** Texto de origem **
|---|

Kyudo
- Gabriel Garcia Borges Cardoso
- 19 de jul.
- 5 min de leitura
Kyudo é o termo japonês para a prática de arco e flecha, que pode ser traduzido como "caminho do arco" (弓道). Assim como já vimos, o ideograma "Do" possui um significado muito profundo, por isso, recomendamos a leitura do texto sobre Judô, para melhor compreensão desse conceito.
Os primeiros registros dessa atividade no Japão datam do século VII e são conhecidos como Kyujutsu (técnicas do arco), focados no uso do arco e flecha para combate e guerra.

Com o tempo, e a redução gradual da cultura de guerra no Japão, além das influências confucionistas, budistas e xintoístas, o Kyujutsu passou a incorporar um espírito filosófico das artes marciais. Assim, apesar da longa história do arco e flecha no Japão, foi apenas no século XX que o termo Kyudo se popularizou e se tornou amplamente respeitado.
Kyudo refere-se à prática marcial tradicional e filosófica do arco e flecha como meio de aperfeiçoamento pessoal, dentro dos aspectos Zen-Budistas. Pode-se compará-lo a outras artes japonesas como Chado (Cerimônia do Chá), Kado (Ikebana) e Shodo (Caligrafia).
A essência do Kyudo não está em acertar o alvo ou disparar a flecha mais longe possível, mas sim em harmonizar mente, corpo e espírito. É uma arte marcial profundamente ligada à meditação, com objetivos de alcançar a Verdade (Shin), o Bem (Zen) e a Beleza (Bi). Esta busca pela Beleza (Bi) reflete-se inclusive na forma única e venerada do arco tradicional e na postura do praticante, que evoluiu para se adaptar às exigências do instrumento, criando uma relação de harmonia formal.
Equipamentos do Kyudo
Os materiais utilizados no Kyudo são mais do que ferramentas; são extensões do praticante e elementos centrais na busca pela perfeição técnica e espiritual. Os principais equipamentos incluem:

Yumi (弓 - Arco): Um arco longo (mais de 2,20m) e assimétrico, cuja forma única se fixou entre os séculos XIV e XV. Tradicionalmente feito de bambu laminado colado (conferindo resistência e flexibilidade), é hoje também fabricado em fibra de vidro ou carbono para iniciação. Sua beleza singular é objeto de veneração, e a técnica do Kyudo evoluiu para se adaptar às suas exigências, buscando harmonia entre arqueiro e instrumento.

|---|

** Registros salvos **
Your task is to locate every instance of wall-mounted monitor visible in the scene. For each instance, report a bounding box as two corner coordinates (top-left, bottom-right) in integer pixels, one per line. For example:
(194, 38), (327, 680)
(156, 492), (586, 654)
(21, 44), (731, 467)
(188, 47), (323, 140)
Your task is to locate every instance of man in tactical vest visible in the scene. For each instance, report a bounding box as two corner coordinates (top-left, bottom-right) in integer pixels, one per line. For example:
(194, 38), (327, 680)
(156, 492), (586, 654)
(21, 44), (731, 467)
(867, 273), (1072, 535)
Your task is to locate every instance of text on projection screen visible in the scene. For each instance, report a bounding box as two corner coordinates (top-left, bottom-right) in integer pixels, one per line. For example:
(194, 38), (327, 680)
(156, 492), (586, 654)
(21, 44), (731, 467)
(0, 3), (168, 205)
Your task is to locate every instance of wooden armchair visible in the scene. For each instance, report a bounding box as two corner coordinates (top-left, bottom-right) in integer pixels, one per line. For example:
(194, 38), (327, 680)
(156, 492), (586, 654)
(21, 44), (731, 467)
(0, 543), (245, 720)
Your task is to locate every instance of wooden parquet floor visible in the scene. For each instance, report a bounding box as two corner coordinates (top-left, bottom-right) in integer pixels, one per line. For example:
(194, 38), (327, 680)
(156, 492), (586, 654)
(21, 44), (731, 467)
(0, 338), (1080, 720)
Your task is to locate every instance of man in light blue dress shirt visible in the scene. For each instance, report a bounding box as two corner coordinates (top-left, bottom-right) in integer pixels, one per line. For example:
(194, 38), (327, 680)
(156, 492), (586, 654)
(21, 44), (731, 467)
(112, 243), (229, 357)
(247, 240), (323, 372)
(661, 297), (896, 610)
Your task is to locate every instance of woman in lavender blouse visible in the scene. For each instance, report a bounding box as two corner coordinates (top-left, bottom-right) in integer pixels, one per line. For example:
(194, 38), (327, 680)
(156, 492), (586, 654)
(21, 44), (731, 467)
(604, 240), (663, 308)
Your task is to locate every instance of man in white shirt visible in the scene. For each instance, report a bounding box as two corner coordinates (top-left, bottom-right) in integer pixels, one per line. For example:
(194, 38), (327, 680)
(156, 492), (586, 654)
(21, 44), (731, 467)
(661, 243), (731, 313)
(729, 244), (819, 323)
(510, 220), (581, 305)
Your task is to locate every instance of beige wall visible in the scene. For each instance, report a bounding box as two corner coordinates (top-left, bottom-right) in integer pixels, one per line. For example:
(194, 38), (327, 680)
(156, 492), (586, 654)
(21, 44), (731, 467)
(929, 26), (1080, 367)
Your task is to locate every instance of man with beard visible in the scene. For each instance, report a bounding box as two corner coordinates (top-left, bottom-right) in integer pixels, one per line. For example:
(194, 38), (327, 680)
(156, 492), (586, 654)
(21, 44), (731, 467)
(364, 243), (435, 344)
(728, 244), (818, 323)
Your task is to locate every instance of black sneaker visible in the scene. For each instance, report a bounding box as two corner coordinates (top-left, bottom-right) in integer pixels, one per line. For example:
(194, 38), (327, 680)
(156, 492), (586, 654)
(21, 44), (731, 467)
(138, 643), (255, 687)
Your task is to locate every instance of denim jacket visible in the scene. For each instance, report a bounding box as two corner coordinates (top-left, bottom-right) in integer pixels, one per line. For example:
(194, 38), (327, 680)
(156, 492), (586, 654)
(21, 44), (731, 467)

|---|

** Instrução 1 **
Reproduza fielmente o trecho do texto sobre Kyudo que se inicia com as palavras que contêm "Yumi (弓 - Arco): Um" e se encerra em "arqueiro e instrumento.".
** Instrução 2 **
Resuma o texto sobre Kyudo em duas frases.
Os registros não têm relação com o texto sobre Kyudo.

** Solução 1 **
Yumi (弓 - Arco): Um arco longo (mais de 2,20m) e assimétrico, cuja forma única se fixou entre os séculos XIV e XV. Tradicionalmente feito de bambu laminado colado (conferindo resistência e flexibilidade), é hoje também fabricado em fibra de vidro ou carbono para iniciação. Sua beleza singular é objeto de veneração, e a técnica do Kyudo evoluiu para se adaptar às suas exigências, buscando harmonia entre arqueiro e instrumento.

** Solução 2 **
Kyudo, o "caminho do arco", é a prática japonesa de arco e flecha que surgiu do Kyujutsu, voltado ao combate desde o século VII, e passou a incorporar um espírito filosófico, com o termo se popularizando apenas no século XX. Sua essência é harmonizar mente, corpo e espírito em busca da Verdade, do Bem e da Beleza, e seu principal equipamento, o yumi, é um arco longo e assimétrico tradicionalmente feito de bambu laminado colado.